What to do » Please report every line in the rows below that contains the word "white", copied in full, and treat uppercase and lowercase as different.
-- start of Data supplied --
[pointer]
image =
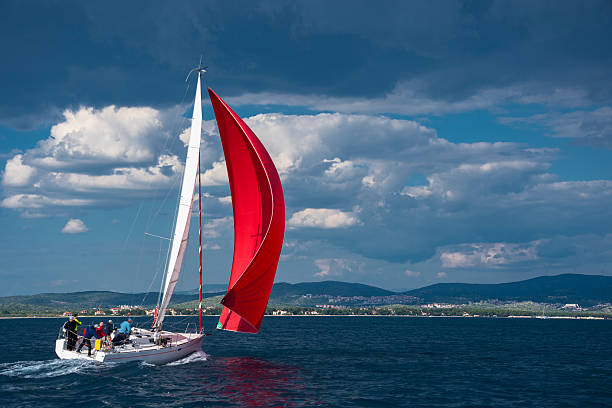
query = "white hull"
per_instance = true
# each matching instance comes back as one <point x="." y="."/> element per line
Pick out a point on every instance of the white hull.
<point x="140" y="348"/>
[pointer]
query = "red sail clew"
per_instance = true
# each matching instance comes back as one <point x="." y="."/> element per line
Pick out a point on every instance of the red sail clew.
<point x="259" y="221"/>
-- end of Data supplied --
-- start of Data supplied --
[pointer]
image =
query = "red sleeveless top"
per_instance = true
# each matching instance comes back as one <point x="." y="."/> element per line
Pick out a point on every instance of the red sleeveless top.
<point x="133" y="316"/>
-- end of Data supplied --
Solution »
query = "white hull"
Pick out a point on every instance of the white hull.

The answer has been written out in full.